» **DATA TO PROCESS**:
----

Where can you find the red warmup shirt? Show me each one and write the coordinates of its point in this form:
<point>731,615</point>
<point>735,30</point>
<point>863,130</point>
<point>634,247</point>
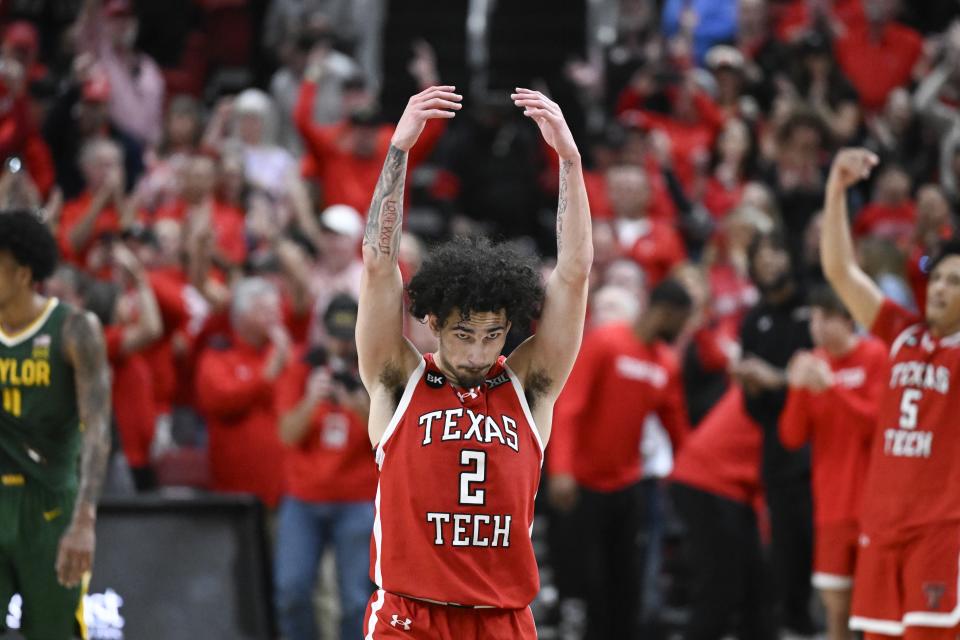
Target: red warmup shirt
<point>688,140</point>
<point>228,227</point>
<point>459,470</point>
<point>172,292</point>
<point>133,404</point>
<point>657,250</point>
<point>346,178</point>
<point>839,423</point>
<point>108,221</point>
<point>876,67</point>
<point>598,420</point>
<point>914,478</point>
<point>794,18</point>
<point>334,461</point>
<point>890,222</point>
<point>239,405</point>
<point>720,198</point>
<point>722,455</point>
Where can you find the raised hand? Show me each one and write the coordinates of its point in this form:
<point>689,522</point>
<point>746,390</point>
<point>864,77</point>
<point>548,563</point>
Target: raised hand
<point>549,118</point>
<point>850,166</point>
<point>434,102</point>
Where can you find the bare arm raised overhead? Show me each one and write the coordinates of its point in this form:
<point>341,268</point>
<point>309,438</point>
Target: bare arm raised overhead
<point>545,360</point>
<point>859,293</point>
<point>386,358</point>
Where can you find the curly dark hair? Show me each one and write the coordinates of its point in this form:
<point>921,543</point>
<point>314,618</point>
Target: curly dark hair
<point>24,235</point>
<point>474,275</point>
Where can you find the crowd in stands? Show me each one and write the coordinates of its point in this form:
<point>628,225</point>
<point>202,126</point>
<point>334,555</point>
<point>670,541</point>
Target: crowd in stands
<point>207,171</point>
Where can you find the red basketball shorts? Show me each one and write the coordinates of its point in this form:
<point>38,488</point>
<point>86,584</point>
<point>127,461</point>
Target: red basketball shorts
<point>835,555</point>
<point>909,582</point>
<point>394,617</point>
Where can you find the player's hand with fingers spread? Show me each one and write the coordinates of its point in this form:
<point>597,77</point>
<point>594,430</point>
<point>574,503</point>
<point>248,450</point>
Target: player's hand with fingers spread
<point>433,102</point>
<point>850,166</point>
<point>75,553</point>
<point>546,113</point>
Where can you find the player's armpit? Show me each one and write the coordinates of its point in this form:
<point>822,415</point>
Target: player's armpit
<point>86,350</point>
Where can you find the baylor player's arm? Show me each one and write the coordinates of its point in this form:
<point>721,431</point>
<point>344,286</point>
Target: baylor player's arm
<point>86,351</point>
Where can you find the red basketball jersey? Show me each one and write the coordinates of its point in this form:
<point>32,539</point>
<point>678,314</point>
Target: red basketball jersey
<point>459,471</point>
<point>914,478</point>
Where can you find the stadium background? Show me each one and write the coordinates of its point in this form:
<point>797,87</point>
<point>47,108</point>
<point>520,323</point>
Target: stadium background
<point>709,119</point>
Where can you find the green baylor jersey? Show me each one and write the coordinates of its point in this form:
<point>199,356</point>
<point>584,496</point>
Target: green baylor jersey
<point>39,425</point>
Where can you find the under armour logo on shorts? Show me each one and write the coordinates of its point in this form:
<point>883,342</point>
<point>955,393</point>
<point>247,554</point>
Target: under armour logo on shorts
<point>935,592</point>
<point>396,621</point>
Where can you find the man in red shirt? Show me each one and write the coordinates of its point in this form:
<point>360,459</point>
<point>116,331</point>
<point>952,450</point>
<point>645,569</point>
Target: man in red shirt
<point>345,157</point>
<point>832,402</point>
<point>236,392</point>
<point>100,212</point>
<point>907,564</point>
<point>198,207</point>
<point>891,214</point>
<point>623,373</point>
<point>330,478</point>
<point>654,245</point>
<point>879,54</point>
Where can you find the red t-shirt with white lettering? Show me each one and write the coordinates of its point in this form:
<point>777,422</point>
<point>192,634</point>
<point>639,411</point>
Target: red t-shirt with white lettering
<point>334,461</point>
<point>914,478</point>
<point>839,423</point>
<point>598,419</point>
<point>459,470</point>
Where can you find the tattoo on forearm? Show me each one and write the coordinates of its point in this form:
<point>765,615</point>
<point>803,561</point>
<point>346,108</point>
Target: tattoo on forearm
<point>87,351</point>
<point>565,166</point>
<point>385,218</point>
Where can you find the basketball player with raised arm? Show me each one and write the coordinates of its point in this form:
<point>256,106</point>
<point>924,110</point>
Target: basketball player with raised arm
<point>905,582</point>
<point>459,433</point>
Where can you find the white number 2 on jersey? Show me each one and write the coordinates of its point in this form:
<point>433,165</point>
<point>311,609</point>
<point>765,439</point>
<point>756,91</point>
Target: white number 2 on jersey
<point>478,461</point>
<point>908,408</point>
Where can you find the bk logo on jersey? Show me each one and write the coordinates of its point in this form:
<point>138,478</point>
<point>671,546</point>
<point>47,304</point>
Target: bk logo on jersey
<point>404,624</point>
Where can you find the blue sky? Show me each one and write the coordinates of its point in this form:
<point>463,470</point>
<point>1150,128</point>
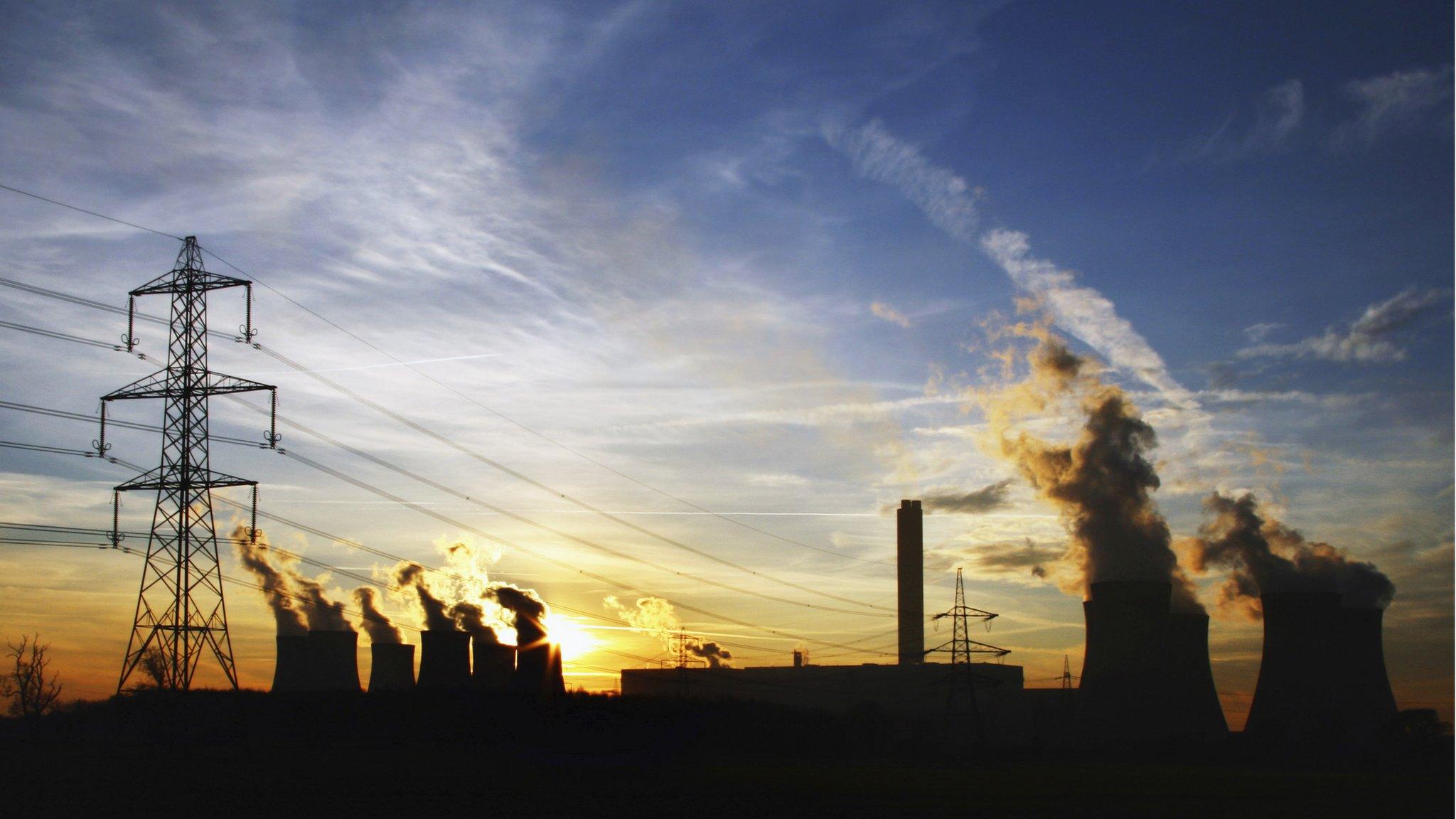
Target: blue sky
<point>725,248</point>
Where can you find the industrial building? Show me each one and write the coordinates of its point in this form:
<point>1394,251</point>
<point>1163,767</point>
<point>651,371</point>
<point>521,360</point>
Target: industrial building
<point>909,690</point>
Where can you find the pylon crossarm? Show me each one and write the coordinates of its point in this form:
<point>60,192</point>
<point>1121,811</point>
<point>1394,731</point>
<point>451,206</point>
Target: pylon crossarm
<point>162,384</point>
<point>164,477</point>
<point>190,279</point>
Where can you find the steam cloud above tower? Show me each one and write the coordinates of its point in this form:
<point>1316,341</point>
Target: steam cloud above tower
<point>1267,556</point>
<point>1103,481</point>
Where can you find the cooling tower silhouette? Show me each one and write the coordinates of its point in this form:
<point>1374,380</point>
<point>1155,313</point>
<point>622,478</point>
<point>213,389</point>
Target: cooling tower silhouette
<point>537,669</point>
<point>444,659</point>
<point>393,666</point>
<point>334,660</point>
<point>1366,695</point>
<point>1296,695</point>
<point>1192,700</point>
<point>494,665</point>
<point>1123,687</point>
<point>1322,678</point>
<point>293,672</point>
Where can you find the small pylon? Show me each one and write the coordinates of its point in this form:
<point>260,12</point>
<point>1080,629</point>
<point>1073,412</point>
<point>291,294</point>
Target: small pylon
<point>963,649</point>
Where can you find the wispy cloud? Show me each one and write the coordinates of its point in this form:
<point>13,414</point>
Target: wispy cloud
<point>890,314</point>
<point>1085,314</point>
<point>950,203</point>
<point>1396,102</point>
<point>1280,114</point>
<point>1371,338</point>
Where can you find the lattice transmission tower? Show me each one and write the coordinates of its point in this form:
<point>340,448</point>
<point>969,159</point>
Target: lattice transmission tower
<point>963,649</point>
<point>181,612</point>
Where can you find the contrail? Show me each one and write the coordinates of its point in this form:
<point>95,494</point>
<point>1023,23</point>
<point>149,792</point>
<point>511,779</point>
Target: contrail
<point>387,365</point>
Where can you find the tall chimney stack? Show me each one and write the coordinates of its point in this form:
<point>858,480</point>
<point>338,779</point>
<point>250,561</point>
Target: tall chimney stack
<point>911,562</point>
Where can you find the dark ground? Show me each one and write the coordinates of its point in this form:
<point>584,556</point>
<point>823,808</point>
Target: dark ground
<point>254,754</point>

----

» **WHAT THIS TASK INVOLVES**: From the line containing "Where can you find the dark" down to the last line of the records above, print every line exactly, with both ends kept.

» **EXERCISE ANSWER**:
Where can you find the dark ground? Show me each one and write the coordinates of its point in this form:
<point>584,556</point>
<point>823,808</point>
Target: dark ground
<point>254,754</point>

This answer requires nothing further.